#### [Stated problem]
Please gather every line of the data below that contains the word "tree" and copy each one in full. Case counts when matching.

#### [Data excerpts]
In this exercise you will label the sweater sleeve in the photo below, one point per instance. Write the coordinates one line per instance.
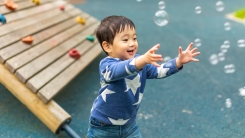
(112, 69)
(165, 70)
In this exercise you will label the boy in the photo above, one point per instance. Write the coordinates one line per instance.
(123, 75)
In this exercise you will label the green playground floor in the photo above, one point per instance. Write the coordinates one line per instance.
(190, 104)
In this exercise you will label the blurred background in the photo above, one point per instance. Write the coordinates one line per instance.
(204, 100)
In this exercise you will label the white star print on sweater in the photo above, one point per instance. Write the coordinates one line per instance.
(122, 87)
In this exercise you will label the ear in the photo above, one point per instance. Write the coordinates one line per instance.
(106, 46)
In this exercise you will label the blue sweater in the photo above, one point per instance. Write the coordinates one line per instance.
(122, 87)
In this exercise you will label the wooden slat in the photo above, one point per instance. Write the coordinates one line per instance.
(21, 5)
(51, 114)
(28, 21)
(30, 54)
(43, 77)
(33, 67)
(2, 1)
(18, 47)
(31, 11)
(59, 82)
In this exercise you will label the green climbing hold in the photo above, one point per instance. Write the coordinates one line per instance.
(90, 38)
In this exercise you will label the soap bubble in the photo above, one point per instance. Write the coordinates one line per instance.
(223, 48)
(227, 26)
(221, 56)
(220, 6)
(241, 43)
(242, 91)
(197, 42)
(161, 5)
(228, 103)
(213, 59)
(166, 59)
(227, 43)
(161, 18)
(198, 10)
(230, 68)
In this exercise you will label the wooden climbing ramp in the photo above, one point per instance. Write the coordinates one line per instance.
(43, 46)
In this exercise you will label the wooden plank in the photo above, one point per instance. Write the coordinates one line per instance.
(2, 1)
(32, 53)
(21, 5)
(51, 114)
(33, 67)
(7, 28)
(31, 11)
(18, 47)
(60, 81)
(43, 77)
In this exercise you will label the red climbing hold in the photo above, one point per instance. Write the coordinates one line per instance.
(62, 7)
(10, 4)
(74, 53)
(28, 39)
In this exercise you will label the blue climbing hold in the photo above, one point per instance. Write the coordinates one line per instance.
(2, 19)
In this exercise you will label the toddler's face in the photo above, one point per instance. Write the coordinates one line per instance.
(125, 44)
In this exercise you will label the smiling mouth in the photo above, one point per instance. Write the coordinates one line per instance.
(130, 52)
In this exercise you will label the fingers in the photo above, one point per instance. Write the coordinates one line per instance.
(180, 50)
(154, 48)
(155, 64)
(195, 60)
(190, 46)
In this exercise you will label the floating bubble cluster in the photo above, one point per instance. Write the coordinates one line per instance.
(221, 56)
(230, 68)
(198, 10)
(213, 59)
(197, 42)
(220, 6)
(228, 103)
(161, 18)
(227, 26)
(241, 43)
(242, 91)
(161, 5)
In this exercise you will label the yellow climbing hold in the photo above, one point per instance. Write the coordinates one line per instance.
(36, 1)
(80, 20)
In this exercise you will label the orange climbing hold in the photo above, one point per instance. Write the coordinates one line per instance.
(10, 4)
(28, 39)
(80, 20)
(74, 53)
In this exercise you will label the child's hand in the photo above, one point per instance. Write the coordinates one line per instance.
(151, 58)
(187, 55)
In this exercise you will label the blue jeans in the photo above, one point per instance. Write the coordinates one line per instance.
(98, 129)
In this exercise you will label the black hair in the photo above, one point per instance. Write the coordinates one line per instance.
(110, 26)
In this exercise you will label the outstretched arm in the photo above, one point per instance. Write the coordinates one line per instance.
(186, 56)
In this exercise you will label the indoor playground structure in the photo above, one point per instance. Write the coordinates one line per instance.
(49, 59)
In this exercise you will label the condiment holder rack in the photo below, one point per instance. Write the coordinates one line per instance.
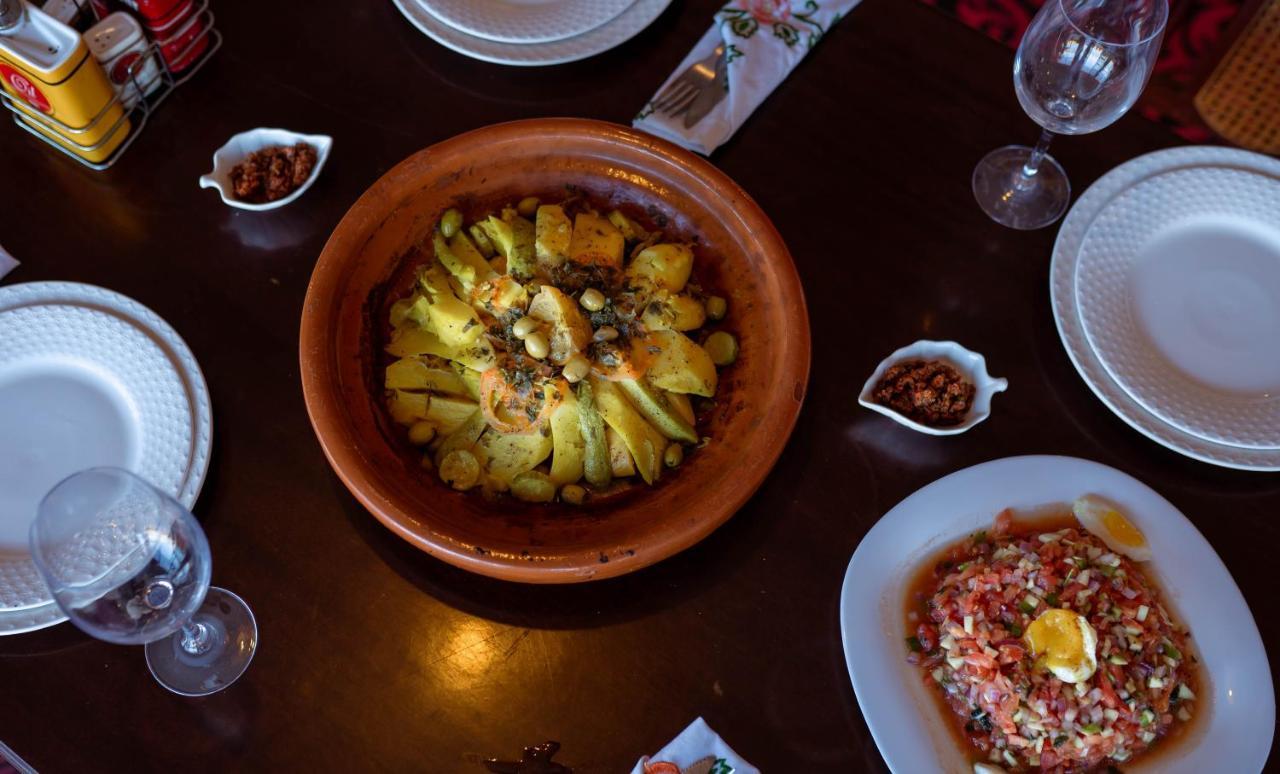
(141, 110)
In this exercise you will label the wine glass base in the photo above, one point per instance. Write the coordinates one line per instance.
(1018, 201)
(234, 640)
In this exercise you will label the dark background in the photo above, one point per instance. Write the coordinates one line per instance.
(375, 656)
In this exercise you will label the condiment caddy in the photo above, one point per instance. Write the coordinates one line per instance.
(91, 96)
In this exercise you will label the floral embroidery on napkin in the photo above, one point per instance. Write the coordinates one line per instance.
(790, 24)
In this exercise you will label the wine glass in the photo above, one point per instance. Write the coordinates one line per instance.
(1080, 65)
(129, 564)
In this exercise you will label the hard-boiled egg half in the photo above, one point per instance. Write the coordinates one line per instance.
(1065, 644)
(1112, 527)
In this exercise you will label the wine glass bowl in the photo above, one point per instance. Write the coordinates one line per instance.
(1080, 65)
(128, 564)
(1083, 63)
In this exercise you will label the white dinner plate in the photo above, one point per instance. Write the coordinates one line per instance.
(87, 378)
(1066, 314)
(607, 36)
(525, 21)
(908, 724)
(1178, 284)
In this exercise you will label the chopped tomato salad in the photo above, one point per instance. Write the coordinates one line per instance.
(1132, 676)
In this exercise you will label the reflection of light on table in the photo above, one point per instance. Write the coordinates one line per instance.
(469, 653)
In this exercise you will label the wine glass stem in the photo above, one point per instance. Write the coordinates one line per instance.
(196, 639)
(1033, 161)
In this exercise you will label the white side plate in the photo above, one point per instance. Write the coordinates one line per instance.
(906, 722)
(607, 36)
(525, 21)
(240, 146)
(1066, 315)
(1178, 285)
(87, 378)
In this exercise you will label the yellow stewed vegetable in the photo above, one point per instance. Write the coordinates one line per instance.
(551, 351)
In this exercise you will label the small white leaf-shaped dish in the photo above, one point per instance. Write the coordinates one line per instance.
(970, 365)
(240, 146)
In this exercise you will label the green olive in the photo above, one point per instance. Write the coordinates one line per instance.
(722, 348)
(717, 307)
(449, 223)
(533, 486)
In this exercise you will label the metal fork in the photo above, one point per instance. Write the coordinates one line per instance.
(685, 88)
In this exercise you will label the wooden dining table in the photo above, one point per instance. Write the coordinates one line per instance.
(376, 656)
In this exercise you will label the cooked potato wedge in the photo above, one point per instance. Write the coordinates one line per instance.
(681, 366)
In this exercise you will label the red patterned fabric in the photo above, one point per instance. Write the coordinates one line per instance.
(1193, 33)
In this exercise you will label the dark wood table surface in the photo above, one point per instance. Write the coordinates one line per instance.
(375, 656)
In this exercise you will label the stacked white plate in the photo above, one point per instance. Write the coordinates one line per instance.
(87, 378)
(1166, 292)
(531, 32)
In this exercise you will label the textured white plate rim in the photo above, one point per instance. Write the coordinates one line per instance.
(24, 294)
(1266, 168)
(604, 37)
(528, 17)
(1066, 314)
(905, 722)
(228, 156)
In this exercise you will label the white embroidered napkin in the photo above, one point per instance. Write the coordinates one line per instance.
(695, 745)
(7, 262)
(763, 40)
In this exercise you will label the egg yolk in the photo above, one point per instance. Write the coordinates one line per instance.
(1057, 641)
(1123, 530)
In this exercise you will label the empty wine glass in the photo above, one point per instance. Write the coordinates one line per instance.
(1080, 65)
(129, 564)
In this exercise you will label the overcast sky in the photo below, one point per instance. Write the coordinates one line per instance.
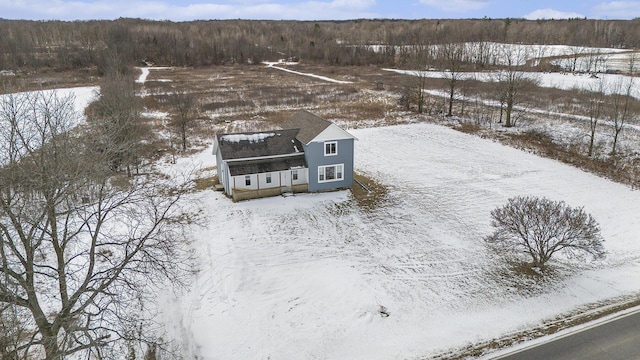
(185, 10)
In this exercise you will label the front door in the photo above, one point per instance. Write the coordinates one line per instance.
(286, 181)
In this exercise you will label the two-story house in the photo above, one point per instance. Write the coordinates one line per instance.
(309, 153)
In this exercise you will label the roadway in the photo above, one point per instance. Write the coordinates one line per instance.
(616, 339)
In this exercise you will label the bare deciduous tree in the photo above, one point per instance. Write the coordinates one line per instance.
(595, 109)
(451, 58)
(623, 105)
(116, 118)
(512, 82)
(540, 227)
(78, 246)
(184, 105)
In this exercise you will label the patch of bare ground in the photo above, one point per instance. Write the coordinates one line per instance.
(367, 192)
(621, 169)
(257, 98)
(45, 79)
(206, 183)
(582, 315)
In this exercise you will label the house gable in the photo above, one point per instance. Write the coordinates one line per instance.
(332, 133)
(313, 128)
--
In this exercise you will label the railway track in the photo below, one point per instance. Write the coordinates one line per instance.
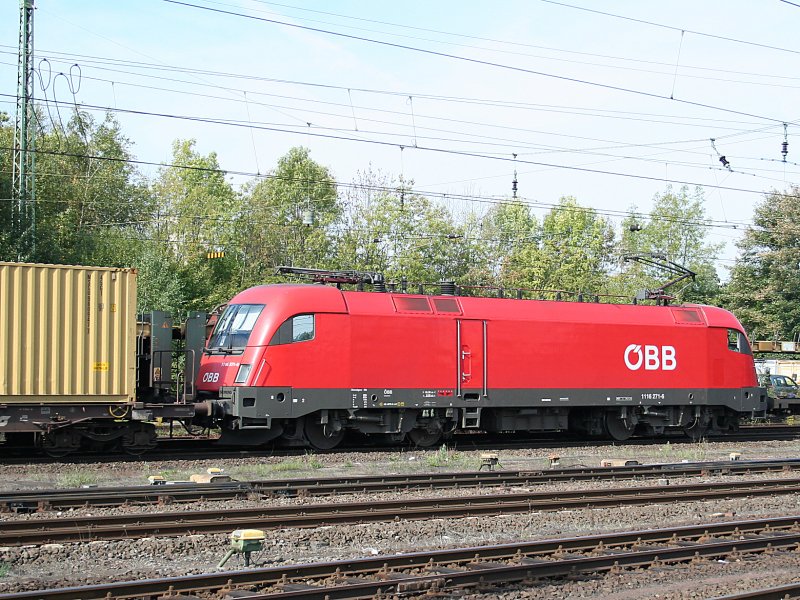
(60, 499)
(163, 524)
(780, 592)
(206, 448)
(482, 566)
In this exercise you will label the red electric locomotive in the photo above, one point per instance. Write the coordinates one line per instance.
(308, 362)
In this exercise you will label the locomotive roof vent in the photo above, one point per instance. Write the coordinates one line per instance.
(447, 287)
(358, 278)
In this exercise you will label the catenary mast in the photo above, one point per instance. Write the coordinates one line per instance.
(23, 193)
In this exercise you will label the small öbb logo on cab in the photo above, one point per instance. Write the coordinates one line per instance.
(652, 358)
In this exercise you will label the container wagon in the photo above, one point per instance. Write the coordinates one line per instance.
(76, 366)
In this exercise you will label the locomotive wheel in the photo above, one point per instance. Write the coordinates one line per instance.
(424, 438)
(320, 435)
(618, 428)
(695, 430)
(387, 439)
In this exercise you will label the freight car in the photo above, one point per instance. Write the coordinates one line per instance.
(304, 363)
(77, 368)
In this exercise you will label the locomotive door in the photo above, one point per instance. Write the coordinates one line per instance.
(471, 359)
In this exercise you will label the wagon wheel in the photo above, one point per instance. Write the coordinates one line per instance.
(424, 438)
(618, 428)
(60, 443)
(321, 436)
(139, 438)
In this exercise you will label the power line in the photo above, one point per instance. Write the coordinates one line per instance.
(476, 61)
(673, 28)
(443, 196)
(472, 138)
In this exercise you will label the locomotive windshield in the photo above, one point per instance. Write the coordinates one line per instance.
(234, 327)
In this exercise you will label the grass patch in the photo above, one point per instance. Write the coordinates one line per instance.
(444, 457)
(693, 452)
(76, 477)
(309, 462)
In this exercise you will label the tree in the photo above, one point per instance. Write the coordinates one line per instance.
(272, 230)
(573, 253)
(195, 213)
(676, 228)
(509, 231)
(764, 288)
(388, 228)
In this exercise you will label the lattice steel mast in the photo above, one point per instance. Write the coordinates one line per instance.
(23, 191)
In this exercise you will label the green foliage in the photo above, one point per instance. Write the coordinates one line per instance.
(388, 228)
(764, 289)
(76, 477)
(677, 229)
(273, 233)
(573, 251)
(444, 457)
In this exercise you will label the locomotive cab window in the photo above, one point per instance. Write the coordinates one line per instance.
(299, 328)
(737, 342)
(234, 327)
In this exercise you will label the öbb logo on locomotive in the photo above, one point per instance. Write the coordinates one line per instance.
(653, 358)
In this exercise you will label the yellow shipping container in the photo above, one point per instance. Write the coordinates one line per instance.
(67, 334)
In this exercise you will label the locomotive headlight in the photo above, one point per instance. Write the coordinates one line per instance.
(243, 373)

#### [Finished answer]
In this exercise you will label the bare deciduous tree in the photo above, one point per instance. Write the coordinates one line per instance.
In this exercise you will label the tree in the photo above, one point per instance. Write the coordinates one line per instance.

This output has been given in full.